## Records provided
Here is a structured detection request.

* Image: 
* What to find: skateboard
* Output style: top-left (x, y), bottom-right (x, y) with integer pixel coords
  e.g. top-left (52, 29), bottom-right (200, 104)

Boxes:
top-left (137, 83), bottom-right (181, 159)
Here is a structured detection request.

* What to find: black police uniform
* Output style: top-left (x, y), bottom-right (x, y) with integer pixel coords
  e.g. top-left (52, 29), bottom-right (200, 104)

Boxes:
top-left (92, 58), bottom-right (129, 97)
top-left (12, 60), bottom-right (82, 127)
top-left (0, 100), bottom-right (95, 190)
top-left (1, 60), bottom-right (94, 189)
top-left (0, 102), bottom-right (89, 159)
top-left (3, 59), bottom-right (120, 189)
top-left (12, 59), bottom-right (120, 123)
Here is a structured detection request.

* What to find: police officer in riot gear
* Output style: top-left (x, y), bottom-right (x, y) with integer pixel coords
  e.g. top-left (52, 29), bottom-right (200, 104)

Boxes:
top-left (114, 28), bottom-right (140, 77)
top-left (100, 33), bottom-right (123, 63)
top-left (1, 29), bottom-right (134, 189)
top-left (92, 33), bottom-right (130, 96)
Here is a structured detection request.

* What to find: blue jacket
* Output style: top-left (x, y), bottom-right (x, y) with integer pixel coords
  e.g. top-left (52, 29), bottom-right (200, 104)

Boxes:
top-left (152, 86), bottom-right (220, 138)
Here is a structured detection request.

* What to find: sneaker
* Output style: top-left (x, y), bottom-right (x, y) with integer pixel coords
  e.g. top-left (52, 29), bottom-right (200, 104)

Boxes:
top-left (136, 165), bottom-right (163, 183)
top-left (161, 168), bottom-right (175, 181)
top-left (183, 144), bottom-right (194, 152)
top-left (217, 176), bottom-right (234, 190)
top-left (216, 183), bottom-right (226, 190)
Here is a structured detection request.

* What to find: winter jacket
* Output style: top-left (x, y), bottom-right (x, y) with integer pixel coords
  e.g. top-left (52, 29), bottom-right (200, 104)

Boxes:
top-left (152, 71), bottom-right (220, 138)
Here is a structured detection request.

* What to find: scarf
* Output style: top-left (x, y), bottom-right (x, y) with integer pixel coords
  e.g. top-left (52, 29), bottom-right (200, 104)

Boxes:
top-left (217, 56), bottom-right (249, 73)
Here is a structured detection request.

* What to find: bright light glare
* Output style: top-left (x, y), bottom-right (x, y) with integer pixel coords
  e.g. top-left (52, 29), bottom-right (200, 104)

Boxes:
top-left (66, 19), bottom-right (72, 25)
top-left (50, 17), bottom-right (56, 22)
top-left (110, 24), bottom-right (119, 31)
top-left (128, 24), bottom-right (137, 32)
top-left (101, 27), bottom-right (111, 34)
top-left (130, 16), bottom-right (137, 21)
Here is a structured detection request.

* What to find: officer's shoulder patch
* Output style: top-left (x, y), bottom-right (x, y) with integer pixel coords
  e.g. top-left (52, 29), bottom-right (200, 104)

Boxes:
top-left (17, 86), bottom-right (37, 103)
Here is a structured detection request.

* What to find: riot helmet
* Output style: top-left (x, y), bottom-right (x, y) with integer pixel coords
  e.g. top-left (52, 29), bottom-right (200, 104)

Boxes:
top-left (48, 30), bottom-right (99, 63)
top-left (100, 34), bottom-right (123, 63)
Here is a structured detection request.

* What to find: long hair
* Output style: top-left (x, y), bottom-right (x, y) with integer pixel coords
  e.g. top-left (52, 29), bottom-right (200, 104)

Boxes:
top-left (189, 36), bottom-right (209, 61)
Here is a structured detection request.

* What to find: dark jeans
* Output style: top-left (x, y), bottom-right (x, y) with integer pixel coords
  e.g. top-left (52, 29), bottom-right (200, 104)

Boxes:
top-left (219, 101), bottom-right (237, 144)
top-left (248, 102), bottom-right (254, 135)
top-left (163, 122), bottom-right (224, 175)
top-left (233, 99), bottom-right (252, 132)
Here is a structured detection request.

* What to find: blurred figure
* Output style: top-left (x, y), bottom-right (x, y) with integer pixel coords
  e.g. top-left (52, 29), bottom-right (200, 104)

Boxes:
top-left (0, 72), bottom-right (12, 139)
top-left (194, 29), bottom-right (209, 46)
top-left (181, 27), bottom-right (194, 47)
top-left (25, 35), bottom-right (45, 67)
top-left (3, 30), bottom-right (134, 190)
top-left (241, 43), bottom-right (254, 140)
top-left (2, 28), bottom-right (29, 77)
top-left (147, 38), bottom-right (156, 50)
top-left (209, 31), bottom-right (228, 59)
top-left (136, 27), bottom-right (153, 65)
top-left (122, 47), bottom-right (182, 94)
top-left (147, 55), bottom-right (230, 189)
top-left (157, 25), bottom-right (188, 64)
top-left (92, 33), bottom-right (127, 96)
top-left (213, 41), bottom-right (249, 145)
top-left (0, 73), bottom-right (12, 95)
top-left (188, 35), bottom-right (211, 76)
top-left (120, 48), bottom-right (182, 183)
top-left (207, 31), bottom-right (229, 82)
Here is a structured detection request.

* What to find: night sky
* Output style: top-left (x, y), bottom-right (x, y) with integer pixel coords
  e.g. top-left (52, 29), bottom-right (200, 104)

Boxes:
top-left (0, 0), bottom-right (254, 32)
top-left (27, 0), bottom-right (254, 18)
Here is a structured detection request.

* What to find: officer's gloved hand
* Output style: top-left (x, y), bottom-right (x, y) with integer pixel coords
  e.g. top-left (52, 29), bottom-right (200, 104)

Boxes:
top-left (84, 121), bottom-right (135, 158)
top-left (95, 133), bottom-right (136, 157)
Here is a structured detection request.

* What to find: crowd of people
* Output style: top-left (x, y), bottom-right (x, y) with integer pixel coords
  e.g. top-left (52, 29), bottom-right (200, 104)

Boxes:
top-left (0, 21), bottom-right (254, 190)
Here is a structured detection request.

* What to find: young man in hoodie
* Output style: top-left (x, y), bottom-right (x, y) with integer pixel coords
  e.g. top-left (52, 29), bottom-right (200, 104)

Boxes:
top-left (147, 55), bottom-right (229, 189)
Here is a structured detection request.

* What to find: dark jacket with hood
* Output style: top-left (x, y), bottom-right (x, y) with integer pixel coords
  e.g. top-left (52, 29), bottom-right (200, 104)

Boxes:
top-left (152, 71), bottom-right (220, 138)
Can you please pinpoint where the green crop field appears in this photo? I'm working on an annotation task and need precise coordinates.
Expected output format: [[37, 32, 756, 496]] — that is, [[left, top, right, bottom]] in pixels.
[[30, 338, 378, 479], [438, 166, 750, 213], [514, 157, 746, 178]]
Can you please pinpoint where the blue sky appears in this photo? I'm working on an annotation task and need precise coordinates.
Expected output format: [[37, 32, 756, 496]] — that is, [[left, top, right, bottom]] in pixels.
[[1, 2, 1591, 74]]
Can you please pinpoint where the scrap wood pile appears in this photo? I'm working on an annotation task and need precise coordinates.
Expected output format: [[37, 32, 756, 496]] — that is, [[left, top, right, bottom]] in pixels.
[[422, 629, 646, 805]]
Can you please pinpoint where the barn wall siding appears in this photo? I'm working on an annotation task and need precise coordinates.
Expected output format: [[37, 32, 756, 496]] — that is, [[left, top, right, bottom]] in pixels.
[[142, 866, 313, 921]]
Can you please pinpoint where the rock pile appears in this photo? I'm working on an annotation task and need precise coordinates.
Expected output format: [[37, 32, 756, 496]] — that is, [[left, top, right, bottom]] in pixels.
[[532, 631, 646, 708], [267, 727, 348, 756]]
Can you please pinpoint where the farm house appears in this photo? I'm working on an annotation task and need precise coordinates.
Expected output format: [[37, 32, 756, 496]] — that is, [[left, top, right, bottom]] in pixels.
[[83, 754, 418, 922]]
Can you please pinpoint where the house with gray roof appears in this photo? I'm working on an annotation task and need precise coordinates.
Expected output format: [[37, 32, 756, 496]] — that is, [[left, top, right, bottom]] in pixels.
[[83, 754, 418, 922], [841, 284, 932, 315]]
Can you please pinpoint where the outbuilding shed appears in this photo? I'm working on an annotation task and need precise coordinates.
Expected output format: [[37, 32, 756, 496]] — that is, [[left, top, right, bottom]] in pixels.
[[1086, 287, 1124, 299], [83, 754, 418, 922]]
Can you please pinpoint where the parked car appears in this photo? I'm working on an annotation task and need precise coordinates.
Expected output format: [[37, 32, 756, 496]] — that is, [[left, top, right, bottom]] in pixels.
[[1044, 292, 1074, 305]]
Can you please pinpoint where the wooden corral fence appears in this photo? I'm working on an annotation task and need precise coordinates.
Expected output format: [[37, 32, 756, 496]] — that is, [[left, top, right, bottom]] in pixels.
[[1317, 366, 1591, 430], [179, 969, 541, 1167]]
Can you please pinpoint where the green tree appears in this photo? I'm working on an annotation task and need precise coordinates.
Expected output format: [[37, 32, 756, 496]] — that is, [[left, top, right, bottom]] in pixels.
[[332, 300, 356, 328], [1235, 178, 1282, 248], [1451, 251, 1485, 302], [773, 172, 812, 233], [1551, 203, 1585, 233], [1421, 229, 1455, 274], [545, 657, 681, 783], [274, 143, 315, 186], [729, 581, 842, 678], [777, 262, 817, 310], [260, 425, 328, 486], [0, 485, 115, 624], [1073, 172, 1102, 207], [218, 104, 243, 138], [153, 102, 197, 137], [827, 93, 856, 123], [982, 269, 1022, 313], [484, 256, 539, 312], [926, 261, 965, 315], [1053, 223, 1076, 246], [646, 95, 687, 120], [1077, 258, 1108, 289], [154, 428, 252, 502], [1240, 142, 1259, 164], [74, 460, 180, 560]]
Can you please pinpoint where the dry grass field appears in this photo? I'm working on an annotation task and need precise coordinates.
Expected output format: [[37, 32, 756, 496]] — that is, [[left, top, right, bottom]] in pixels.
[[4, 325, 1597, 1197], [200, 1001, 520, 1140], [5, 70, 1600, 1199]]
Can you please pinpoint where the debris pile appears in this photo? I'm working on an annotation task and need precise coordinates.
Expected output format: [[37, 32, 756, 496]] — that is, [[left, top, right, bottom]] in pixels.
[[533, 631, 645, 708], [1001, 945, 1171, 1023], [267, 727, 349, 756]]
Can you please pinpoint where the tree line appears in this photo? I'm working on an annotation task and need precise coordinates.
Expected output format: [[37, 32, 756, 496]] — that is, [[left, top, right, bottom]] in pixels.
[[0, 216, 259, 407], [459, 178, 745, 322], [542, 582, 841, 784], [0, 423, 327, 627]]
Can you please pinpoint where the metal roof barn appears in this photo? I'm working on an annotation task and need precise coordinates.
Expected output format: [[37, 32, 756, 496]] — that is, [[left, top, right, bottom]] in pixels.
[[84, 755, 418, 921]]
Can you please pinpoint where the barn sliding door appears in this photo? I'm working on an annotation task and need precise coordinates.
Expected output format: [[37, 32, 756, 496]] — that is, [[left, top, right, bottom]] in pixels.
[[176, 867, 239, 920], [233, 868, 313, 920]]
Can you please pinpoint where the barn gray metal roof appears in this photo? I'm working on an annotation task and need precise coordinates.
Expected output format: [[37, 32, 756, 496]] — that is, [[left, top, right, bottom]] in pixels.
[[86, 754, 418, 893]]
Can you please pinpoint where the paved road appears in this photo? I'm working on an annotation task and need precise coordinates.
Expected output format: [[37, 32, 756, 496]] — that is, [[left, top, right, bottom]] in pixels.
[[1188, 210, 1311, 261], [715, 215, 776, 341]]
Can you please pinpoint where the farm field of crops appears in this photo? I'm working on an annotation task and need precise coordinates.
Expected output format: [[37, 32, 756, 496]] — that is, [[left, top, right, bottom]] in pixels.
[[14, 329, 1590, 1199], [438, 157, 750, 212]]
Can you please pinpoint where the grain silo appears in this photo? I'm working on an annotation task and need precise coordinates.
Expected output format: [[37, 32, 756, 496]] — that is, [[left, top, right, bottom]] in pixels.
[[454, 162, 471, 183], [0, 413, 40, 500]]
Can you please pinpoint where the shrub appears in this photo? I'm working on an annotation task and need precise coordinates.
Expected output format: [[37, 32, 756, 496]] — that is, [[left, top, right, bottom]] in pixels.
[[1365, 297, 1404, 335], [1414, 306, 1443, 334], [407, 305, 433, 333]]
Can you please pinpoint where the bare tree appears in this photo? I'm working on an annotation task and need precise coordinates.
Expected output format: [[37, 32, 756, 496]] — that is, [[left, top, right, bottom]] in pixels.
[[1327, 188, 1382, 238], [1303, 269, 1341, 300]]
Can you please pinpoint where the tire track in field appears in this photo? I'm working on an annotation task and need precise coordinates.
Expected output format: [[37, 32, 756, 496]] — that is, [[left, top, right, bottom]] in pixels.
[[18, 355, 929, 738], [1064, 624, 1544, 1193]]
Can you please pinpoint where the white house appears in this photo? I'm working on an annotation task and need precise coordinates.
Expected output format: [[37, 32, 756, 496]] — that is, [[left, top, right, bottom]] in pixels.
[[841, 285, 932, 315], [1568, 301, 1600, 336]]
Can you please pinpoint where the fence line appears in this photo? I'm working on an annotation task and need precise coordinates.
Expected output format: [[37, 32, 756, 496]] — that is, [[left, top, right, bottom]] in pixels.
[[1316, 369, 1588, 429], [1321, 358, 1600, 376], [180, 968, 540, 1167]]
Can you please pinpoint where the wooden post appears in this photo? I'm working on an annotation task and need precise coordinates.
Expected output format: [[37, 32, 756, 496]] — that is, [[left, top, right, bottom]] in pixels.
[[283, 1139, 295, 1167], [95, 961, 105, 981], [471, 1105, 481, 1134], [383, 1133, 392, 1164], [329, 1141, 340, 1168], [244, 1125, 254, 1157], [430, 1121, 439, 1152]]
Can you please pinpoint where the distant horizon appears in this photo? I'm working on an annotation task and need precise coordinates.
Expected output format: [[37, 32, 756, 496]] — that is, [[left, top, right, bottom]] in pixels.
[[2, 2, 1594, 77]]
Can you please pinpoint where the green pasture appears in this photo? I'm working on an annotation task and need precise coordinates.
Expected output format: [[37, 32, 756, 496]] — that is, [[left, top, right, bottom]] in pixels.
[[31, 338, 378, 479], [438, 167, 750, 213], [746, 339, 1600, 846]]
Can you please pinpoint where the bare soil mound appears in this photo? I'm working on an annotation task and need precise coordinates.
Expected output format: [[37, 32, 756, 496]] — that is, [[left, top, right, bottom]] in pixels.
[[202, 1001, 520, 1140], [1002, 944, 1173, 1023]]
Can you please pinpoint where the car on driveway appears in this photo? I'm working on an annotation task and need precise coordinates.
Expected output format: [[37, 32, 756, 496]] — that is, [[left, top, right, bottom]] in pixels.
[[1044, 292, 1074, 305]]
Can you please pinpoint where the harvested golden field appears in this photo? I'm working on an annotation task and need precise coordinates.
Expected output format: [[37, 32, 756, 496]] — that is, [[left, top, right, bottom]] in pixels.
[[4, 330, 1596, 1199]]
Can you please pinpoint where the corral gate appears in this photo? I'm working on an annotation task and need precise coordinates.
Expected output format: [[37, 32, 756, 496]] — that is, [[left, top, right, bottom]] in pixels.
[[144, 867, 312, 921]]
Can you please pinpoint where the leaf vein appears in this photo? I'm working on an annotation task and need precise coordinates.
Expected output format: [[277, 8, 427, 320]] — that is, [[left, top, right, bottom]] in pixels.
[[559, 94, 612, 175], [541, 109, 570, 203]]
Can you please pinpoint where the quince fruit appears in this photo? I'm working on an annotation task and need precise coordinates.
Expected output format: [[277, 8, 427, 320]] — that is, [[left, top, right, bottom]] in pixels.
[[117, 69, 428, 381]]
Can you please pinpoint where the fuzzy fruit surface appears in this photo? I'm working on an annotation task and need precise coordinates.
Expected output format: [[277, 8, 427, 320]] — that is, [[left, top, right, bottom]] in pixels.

## Task details
Read through the data and copy every line where "pile" shows up.

## Response to this task
Can you please pinpoint where the scrap wood pile appears in this photo? I'm working on an annotation task and need precise coordinates.
Can you please pinpoint where the rock pile appears in this photo? I'm working on an annotation task and need precise coordinates.
Can you please pinpoint where the debris pile appears in this photo? I'm working on an annotation task and need precise coordinates.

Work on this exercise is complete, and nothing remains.